I’m sure you’ve heard of the story of the good Samaritan, right? If not you can read it here.. When I was little girl the story would often be used in Sunday School to remind us to be nice and loving to one another…even those that were different, but did you ever wonder like me…..why did the Jews hate the Samaritans so much?
To obtain the answer we need to go back many hundreds of years before before Jesus Christ told the story of the good Samaritan to the reign of King Omri of the Northern Kingdom. Upon seizing power he transferred his capital city from Tirzah to Samaria. He fortified the city against his enemies including his rival, Jerusalem, to the south. Originally Omri’s new capital was called “Shemer” for the original owner of the land that surrounded Samaria. Eventually the name Samaria not only represented the capital city of Israel, but the entire Northern Kingdom came to be known as Samaria.
The city of Samaria was a very diverse town economically, politically, and socially. There were several temples….some for the Hebrew God and others were devoted to the Phoenician god Baal. King Omri’s son, Ahab and his wife Jezebel, increased the Northern Kingdom’s devotion to Baal during their reign.
Eventually the Northern Kingdom of Israel was taken over by the Assyrians in 724 B.C. after an extensive siege. Those that survived the seige were taken in captivity to Assyria where they eventually blended with the the native peoples there. The Assyrians repopulated the Northern Kingdom with people of their own choosing called the Cuthaeans.

■ ENTRIES:
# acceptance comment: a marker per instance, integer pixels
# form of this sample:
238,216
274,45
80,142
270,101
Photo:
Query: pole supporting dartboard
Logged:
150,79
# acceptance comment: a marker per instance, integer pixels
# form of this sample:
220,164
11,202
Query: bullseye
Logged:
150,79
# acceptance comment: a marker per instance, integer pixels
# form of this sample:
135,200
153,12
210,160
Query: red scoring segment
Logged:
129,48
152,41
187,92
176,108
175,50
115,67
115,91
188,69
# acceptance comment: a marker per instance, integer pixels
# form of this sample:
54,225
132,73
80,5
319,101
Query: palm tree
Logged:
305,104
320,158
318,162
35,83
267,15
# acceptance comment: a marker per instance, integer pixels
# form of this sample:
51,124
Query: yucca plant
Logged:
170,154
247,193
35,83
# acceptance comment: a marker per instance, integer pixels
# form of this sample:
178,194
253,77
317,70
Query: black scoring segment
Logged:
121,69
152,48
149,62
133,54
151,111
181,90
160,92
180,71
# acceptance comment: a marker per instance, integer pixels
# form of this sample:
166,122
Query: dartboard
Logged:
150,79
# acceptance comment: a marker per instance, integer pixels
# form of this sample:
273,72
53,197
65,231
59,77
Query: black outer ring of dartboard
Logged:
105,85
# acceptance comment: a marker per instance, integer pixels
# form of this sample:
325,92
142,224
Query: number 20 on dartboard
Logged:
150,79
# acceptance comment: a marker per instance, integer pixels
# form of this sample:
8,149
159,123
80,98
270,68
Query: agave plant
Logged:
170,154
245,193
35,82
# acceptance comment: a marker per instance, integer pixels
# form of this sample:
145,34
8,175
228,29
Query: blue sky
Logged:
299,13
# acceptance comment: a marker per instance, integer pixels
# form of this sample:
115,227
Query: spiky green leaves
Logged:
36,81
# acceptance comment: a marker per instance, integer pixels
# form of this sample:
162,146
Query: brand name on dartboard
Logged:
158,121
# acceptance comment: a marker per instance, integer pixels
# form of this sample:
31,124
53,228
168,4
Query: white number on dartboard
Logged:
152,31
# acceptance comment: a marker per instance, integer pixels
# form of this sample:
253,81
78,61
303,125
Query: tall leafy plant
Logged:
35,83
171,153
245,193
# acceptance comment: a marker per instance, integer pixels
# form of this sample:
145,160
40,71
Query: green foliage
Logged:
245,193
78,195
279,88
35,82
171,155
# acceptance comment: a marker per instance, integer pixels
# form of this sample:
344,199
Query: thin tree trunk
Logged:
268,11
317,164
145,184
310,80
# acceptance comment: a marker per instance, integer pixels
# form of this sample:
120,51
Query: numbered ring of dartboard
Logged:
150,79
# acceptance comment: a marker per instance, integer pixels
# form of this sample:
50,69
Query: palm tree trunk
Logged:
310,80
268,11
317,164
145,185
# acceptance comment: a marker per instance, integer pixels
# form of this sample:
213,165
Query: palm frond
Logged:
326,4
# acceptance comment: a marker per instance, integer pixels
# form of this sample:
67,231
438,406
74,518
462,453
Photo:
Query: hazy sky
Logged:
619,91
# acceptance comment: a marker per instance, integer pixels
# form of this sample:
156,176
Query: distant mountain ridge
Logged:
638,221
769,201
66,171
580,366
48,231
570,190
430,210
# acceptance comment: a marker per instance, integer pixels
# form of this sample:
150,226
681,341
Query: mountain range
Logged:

■ GIVEN INSTRUCTION A: According to the text on Samaria, what people did the Assyrians settle in the Northern Kingdom after taking it over?
■ GIVEN INSTRUCTION B: Reproduce the passage of the text on Samaria from "To obtain the" up to and including "known as Samaria.".

■ EXERCISE SOLUTION A: The Cuthaeans.

■ EXERCISE SOLUTION B:
To obtain the answer we need to go back many hundreds of years before before Jesus Christ told the story of the good Samaritan to the reign of King Omri of the Northern Kingdom. Upon seizing power he transferred his capital city from Tirzah to Samaria. He fortified the city against his enemies including his rival, Jerusalem, to the south. Originally Omri’s new capital was called “Shemer” for the original owner of the land that surrounded Samaria. Eventually the name Samaria not only represented the capital city of Israel, but the entire Northern Kingdom came to be known as Samaria.